Provided data:
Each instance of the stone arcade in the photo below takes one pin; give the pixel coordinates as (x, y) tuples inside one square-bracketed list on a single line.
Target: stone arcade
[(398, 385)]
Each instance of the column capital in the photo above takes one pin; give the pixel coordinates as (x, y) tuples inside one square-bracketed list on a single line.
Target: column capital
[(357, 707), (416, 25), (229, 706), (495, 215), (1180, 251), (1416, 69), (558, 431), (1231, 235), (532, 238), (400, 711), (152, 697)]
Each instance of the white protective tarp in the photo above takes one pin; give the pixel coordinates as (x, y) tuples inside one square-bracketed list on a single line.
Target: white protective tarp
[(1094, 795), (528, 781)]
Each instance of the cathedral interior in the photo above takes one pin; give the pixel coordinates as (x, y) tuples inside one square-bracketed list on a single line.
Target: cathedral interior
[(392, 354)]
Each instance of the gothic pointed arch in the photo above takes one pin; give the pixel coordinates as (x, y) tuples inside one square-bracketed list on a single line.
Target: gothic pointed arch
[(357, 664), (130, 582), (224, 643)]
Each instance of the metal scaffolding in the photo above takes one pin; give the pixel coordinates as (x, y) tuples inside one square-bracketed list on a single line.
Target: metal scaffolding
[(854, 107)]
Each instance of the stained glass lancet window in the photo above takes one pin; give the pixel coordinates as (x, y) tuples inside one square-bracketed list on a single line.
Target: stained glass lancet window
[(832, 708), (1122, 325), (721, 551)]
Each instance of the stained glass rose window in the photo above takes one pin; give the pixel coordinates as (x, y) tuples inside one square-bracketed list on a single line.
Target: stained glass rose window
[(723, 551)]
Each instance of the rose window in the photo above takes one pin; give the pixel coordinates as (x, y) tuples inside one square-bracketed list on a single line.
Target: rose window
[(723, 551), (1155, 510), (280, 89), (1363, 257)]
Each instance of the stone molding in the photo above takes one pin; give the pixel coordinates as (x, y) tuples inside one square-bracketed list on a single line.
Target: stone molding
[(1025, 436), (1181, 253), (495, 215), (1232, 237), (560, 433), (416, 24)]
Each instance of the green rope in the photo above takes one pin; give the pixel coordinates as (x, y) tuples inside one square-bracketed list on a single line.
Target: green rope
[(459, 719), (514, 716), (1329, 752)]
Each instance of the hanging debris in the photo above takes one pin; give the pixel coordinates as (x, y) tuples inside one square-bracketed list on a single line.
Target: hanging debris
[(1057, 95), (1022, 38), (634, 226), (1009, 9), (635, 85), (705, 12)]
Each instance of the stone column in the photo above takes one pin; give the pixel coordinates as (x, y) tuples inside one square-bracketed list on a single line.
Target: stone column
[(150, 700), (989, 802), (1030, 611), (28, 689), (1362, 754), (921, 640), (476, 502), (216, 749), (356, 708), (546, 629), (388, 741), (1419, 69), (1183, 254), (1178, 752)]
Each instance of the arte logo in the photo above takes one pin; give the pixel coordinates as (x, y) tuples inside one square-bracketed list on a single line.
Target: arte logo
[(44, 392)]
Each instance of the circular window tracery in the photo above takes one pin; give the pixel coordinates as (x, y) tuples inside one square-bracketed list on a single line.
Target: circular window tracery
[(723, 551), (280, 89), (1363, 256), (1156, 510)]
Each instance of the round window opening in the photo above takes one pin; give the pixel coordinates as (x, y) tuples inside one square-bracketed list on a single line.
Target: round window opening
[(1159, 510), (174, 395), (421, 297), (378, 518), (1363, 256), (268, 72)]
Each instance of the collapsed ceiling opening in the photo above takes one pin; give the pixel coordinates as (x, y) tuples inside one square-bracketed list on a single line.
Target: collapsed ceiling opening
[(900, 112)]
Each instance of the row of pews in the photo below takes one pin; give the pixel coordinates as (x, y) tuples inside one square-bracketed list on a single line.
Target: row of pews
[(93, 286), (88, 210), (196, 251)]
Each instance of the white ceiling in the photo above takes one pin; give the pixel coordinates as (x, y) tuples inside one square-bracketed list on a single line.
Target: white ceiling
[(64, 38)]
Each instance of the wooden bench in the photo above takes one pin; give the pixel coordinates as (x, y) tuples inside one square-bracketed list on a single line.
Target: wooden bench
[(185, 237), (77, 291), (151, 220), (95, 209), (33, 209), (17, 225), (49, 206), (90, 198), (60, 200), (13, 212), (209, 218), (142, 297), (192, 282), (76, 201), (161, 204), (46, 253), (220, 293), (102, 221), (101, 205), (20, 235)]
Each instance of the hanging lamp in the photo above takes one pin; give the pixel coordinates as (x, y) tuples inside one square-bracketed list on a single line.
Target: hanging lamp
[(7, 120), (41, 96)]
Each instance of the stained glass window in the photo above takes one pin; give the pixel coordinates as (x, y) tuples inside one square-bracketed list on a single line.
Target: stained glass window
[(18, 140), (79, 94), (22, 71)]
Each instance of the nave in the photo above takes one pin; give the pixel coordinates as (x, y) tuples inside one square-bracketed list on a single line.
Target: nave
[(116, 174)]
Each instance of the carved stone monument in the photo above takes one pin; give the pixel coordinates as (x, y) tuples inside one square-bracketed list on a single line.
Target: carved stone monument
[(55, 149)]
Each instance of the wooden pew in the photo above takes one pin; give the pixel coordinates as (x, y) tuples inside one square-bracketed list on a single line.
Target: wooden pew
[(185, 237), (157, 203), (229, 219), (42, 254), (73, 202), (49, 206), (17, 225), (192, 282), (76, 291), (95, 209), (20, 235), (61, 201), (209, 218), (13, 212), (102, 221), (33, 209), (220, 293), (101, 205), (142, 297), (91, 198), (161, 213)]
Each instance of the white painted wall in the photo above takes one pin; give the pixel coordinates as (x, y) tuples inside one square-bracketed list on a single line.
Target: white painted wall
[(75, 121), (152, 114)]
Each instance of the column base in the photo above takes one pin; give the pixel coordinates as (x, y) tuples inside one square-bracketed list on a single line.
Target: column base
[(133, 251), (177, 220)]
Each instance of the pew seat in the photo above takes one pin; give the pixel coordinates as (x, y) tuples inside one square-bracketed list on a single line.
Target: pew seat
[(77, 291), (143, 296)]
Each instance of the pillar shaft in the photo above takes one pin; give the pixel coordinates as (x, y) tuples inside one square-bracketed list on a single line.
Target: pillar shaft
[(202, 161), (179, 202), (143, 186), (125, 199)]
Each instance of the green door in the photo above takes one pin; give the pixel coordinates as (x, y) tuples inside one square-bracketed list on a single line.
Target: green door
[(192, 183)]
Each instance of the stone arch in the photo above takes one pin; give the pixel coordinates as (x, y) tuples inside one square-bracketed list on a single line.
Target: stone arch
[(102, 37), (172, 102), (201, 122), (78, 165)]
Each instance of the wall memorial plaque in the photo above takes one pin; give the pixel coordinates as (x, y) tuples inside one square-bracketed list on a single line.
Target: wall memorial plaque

Do this: Rewrite the material above as a Markdown table with the columns "Row" and "Line." Start at its first line and go through the line containing "[(357, 664), (130, 582), (224, 643)]", numbering each line and leaving out any blank ones.

Expected output:
| Row | Line |
|---|---|
| 1 | Each instance of the stone arcade in the photo below takes one pin; give the pixel coordinates as (x, y) tuples inside one square-bracketed list on a single line. |
| 2 | Target: stone arcade |
| 3 | [(398, 385)] |
| 4 | Each instance of the column capital in the photo above takes one pin; give the pixel coordinates as (x, y) tuples inside one square-bracketed list on a single line. |
| 5 | Target: column capital |
| 6 | [(357, 707), (416, 25), (229, 706), (495, 215), (1180, 251), (1416, 69), (558, 431), (1231, 235), (532, 238), (400, 711), (152, 697)] |
| 7 | Each instance of the white protective tarp in the photo above takes one pin; give the pixel coordinates as (x, y) tuples inside one square-bracketed list on a single line. |
| 8 | Target: white protective tarp |
| 9 | [(1094, 795), (528, 781)] |
| 10 | Each instance of the cathedral interior in the photo above takes one pin; give the pixel coordinates as (x, y) tuples inside one square-bracketed list on a single line. |
| 11 | Target: cathedral interior |
| 12 | [(392, 354)] |
| 13 | Each instance of the gothic pointed arch in the photo above takes one pin; give the pixel coordinates as (x, y) tuples inside one square-bracketed list on a single line. |
| 14 | Target: gothic pointed arch |
| 15 | [(357, 664), (130, 582), (224, 643)] |